# Set tasks
1. Reproduce the part of the passage about Siri and Mattie starting with "Siri stayed in" and going on through "what she knew.".
2. In the passage about Siri and Mattie, why did the young Mattie sometimes wander around town alone? Answer in one to three sentences.

# Text excerpt

[Start]

Siri stayed in a second-floor room at a boarding house at the end of Main Street. Her window overlooked the railroad tracks and was partly shaded by a spindly cottonwood. She was nineteen, and this move from the family farm into town was meant to be a new beginning. Instead it was the last summer of her life.
The circumstances around her death were secret and shameful. To counteract them, the editor of the local paper wrote a flowery obituary for his four hundred readers that made it sound as if she simply floated off one day into heaven. I found out what happened to her because Mattie, when she reached her eighties, told me what she knew.
Sometimes the young Mattie needed to escape constant companionship, so she left her five sisters behind and wandered around town alone. She never wore shoes, and dressed in hand-me-downs from LaRue.
Like Alice and LaRue and all her other sisters, she wore underwear fashioned out of cotton flour sacks. Her family was poor and everybody knew it, but she felt right at home in that town. Nobody had much money. She treasured every book that came her way, turning its pages into a map of a world that she took comfort in knowing existed somewhere, if not here. But here was perfectly fine with her.

[End]

Point placement rows:
[Start]

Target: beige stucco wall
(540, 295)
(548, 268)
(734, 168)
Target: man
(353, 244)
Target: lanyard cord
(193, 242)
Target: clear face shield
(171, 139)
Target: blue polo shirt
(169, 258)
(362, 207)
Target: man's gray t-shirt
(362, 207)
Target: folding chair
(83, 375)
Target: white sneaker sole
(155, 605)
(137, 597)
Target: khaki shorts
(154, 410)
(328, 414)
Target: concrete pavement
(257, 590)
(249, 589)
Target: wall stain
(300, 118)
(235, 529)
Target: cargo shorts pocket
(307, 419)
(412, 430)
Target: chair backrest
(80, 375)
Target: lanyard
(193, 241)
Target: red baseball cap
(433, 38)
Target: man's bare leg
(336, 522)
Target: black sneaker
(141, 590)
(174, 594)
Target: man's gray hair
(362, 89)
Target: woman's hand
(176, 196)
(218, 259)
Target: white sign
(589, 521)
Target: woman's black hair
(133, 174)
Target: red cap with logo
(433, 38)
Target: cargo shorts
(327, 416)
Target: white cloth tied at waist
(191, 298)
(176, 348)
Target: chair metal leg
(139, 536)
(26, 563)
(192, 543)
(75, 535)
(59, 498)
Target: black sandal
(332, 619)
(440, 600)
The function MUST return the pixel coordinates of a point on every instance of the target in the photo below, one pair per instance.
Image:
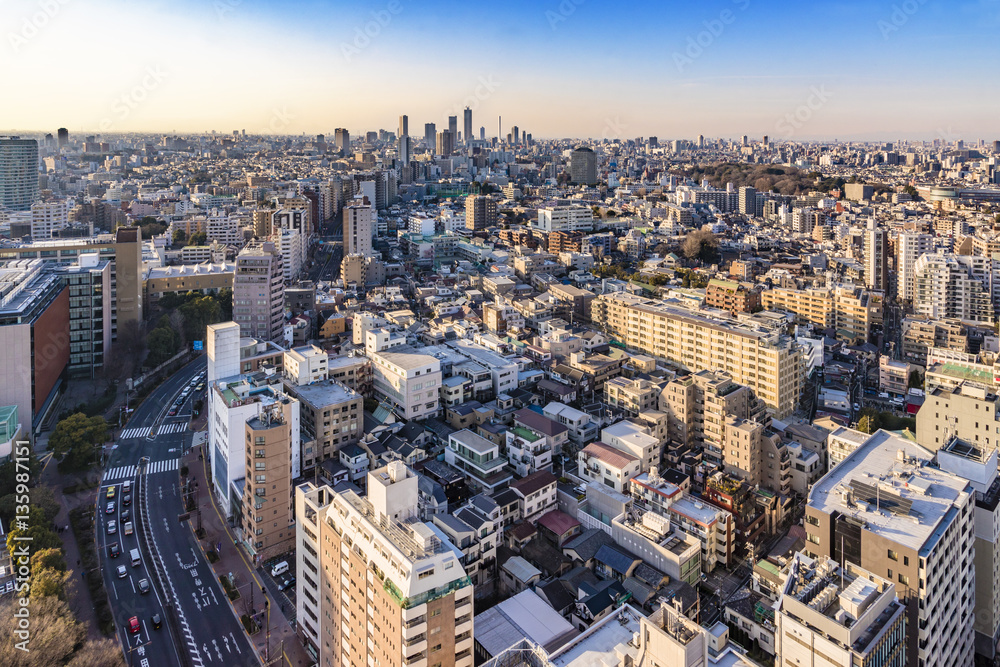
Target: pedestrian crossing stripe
(128, 472)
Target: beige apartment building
(376, 585)
(268, 522)
(850, 312)
(759, 357)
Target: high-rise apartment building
(838, 616)
(18, 173)
(763, 359)
(876, 253)
(948, 286)
(886, 509)
(268, 513)
(259, 292)
(446, 142)
(566, 219)
(909, 248)
(480, 212)
(342, 140)
(359, 227)
(376, 585)
(583, 166)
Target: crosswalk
(128, 472)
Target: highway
(198, 629)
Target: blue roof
(614, 559)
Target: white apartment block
(565, 219)
(886, 509)
(909, 248)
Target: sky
(862, 70)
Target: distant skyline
(909, 69)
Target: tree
(54, 633)
(73, 440)
(701, 244)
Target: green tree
(73, 440)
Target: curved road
(199, 628)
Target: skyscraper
(583, 166)
(359, 226)
(342, 140)
(18, 173)
(259, 292)
(445, 142)
(397, 594)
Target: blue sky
(559, 68)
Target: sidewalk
(235, 560)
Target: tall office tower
(583, 166)
(445, 143)
(909, 247)
(222, 347)
(748, 200)
(359, 227)
(376, 584)
(838, 616)
(268, 509)
(480, 212)
(886, 509)
(259, 292)
(342, 140)
(876, 257)
(18, 173)
(954, 286)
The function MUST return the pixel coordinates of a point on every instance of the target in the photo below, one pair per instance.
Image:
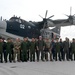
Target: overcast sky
(30, 9)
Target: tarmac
(38, 68)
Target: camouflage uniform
(57, 51)
(32, 50)
(24, 47)
(66, 49)
(1, 51)
(47, 47)
(40, 47)
(17, 46)
(9, 48)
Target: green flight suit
(17, 48)
(32, 51)
(72, 50)
(24, 47)
(57, 51)
(1, 52)
(9, 48)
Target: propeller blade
(41, 16)
(51, 16)
(46, 13)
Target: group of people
(42, 49)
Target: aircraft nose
(3, 24)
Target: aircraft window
(29, 27)
(22, 26)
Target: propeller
(45, 19)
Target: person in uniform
(1, 50)
(57, 50)
(17, 48)
(52, 50)
(47, 47)
(24, 47)
(66, 49)
(41, 47)
(32, 50)
(37, 51)
(9, 48)
(73, 49)
(4, 48)
(61, 49)
(28, 55)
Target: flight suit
(1, 52)
(17, 48)
(57, 51)
(66, 49)
(47, 47)
(28, 49)
(24, 47)
(9, 48)
(72, 50)
(61, 50)
(41, 46)
(52, 50)
(32, 51)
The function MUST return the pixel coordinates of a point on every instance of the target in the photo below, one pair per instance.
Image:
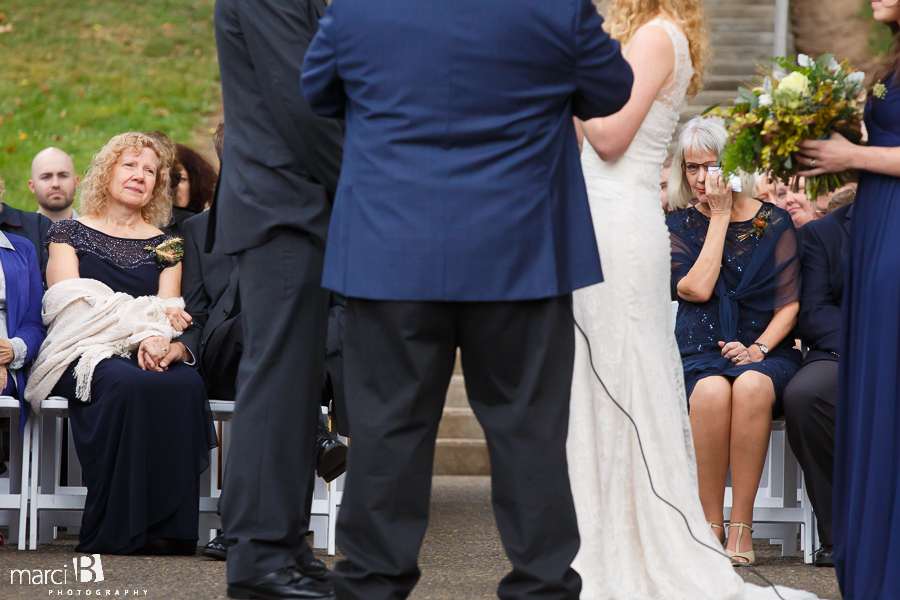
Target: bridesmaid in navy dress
(144, 438)
(867, 452)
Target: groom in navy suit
(461, 220)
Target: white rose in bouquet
(796, 82)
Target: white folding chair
(52, 504)
(781, 510)
(14, 483)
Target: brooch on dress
(759, 226)
(169, 252)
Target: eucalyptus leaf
(824, 60)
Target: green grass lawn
(73, 73)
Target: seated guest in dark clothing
(193, 190)
(809, 399)
(140, 419)
(21, 327)
(214, 340)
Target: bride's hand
(718, 191)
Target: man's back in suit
(282, 160)
(461, 220)
(462, 177)
(280, 165)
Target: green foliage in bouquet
(808, 101)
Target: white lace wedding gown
(634, 546)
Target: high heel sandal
(717, 526)
(750, 555)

[End]

# Responses
1.
Siri stayed in a second-floor room at a boarding house at the end of Main Street. Her window overlooked the railroad tracks and was partly shaded by a spindly cottonwood. She was nineteen, and this move from the family farm into town was meant to be a new beginning. Instead it was the last summer of her life.
The circumstances around her death were secret and shameful. To counteract them, the editor of the local paper wrote a flowery obituary for his four hundred readers that made it sound as if she simply floated off one day into heaven. I found out what happened to her because Mattie, when she reached her eighties, told me what she knew.

2. She sometimes needed to escape constant companionship. So she left her five sisters behind and went around town by herself.